■ **TASK OBJECTIVE**:
Restate the entire listing word for word.

■ **MATERIAL SUPPLIED**:
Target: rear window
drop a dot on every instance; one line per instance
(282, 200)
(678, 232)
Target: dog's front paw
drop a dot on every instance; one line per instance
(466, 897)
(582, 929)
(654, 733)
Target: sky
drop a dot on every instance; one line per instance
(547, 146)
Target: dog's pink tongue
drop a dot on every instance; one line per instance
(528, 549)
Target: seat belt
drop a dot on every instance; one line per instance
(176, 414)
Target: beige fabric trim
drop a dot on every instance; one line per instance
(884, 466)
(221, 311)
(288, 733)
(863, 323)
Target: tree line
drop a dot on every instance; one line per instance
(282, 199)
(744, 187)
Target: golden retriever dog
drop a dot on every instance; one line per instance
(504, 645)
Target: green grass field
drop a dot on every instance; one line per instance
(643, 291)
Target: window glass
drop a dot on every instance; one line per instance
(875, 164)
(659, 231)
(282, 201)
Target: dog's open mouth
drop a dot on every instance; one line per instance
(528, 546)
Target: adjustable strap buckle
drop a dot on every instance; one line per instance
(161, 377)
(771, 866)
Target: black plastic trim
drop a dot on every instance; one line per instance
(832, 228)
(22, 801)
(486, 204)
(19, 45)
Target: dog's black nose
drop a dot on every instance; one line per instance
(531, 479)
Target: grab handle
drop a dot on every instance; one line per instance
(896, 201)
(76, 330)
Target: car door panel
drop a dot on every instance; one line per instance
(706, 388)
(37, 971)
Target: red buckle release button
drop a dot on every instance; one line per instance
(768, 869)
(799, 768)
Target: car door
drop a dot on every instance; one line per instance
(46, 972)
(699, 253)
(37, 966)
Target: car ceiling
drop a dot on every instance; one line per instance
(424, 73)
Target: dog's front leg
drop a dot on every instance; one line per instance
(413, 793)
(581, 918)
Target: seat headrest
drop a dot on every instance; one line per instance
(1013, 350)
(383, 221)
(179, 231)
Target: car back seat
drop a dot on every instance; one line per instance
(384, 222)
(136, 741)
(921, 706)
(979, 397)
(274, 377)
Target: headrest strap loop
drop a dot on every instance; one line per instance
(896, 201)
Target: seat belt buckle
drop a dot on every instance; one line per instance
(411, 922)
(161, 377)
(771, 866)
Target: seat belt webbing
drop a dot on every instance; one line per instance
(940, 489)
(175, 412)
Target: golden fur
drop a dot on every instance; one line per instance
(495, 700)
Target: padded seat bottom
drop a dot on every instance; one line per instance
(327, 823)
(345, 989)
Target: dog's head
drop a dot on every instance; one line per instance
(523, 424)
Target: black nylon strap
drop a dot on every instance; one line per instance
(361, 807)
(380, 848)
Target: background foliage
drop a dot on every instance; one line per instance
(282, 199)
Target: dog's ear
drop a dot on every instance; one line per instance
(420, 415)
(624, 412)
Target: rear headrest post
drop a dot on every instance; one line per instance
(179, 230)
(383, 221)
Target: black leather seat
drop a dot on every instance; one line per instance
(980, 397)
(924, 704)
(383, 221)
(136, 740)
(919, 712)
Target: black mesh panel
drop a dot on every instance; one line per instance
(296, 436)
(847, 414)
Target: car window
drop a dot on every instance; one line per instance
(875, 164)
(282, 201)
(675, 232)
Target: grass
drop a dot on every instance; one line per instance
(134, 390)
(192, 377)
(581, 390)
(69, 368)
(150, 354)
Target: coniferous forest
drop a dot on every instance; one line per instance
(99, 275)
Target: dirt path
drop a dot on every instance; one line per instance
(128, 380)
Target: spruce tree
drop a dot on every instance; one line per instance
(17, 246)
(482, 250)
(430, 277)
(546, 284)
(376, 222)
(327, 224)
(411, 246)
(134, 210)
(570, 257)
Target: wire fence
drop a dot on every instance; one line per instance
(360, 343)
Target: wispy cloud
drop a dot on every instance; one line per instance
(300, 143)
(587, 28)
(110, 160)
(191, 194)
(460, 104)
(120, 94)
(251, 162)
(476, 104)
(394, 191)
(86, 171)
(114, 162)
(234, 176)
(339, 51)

■ **SOLUTION TO THIS EXERCISE**:
Target: rear window
drop a dot on every instance; one line per instance
(282, 200)
(678, 232)
Target: dog's front paw
drop a dot on every instance; one line per instance
(466, 897)
(582, 929)
(654, 733)
Target: sky
drop a dot on every instance; one line per instance
(547, 146)
Target: dog's pink tongue
drop a dot on every instance; one line per instance
(528, 549)
Target: seat belt
drop a dot on every instance; one line per instance
(176, 414)
Target: beige fabric trim
drop a dot on every instance; one line per instance
(884, 466)
(221, 311)
(288, 733)
(863, 323)
Target: tree line
drop a dot on every instance; one line per instance
(282, 199)
(744, 187)
Target: golden retriever dog
drop a dot on every instance; one line per instance
(504, 645)
Target: green grass field
drop a dot on every instance; one line per instance
(643, 291)
Target: window glass
drop a dot on every instance; one line per instance
(875, 164)
(659, 231)
(282, 201)
Target: dog's open mouth
drop a dot on every instance; one line per instance
(528, 546)
Target: adjustable strap buckle
drop a dot on every instance; one line per instance
(161, 377)
(771, 866)
Target: black plastic trim
drop a dot on every instance; one line per instance
(832, 228)
(22, 801)
(486, 204)
(19, 45)
Target: dog's black nose
drop a dot on every instance; one line per instance
(531, 479)
Target: grab handle
drop a dot on every instance; one line per instance
(896, 201)
(76, 330)
Target: car door panel
drop a dot on every instance; one line per instance
(706, 388)
(37, 971)
Target: red buckle release button
drop a dot on every instance; one line per instance
(768, 869)
(799, 768)
Target: car door
drop a dot on every instance; one line per instance
(46, 972)
(699, 253)
(37, 966)
Target: car ceiling
drop a dot on every instance; one line per instance
(424, 73)
Target: dog's front leg
drop a dot on every instance; one line per instance
(413, 793)
(581, 918)
Target: seat headrest
drop a dot on every instance; one line per instance
(1013, 350)
(383, 221)
(179, 231)
Target: car back seat
drop a dot on every instance; one line per instance
(384, 222)
(136, 741)
(921, 706)
(979, 397)
(274, 377)
Target: headrest strap loop
drop a dot on every instance; one line per instance
(896, 201)
Target: seat belt buckle
drop a dot on every instance; one line per instance
(411, 922)
(161, 377)
(771, 866)
Target: seat belt webbing
drop a dot on every instance; one line per instance
(940, 489)
(175, 412)
Target: golden fur
drop a dot on every instance; one line per instance
(495, 700)
Target: padded seat bottom
drop a dot on every instance; one line per instance
(327, 823)
(345, 989)
Target: dog's head
drop a dot on every instance; one line per instance
(523, 424)
Target: black nylon strap
drop a dot on every instance; one line per instance
(361, 807)
(380, 848)
Target: background foliage
drop a dot on every instance; one line per instance
(282, 199)
Target: dog's ear
drop a dot on every instance; one line per instance
(420, 415)
(624, 412)
Target: rear headrest post
drop a dot on every instance; one line per instance
(179, 230)
(383, 221)
Target: black leather seat
drop a dot on every instance; one line per instance
(980, 397)
(924, 704)
(383, 221)
(136, 740)
(919, 712)
Target: black mesh panel
drop a dot on every instance; one line per instance
(296, 436)
(847, 414)
Target: car window
drop a dot on every instance; one line per instance
(875, 164)
(282, 201)
(675, 232)
Target: grass
drop a dot on every instance; one line per instance
(134, 390)
(192, 377)
(581, 390)
(69, 368)
(150, 354)
Target: coniferous forest
drop a dot on every instance; one line per instance
(99, 275)
Target: dirt path
drop a dot on every instance; one line per instance
(128, 380)
Target: spruce tree
drop a dot on every instance; one line per instance
(17, 246)
(482, 250)
(430, 277)
(546, 284)
(376, 222)
(327, 224)
(411, 246)
(134, 210)
(570, 257)
Target: wire fence
drop a dot on every instance; one line per instance
(360, 343)
Target: wispy cloud
drop a dot on every instance; one line per instance
(300, 143)
(587, 28)
(110, 160)
(191, 194)
(460, 104)
(120, 94)
(251, 162)
(476, 104)
(394, 191)
(86, 171)
(114, 162)
(234, 176)
(339, 51)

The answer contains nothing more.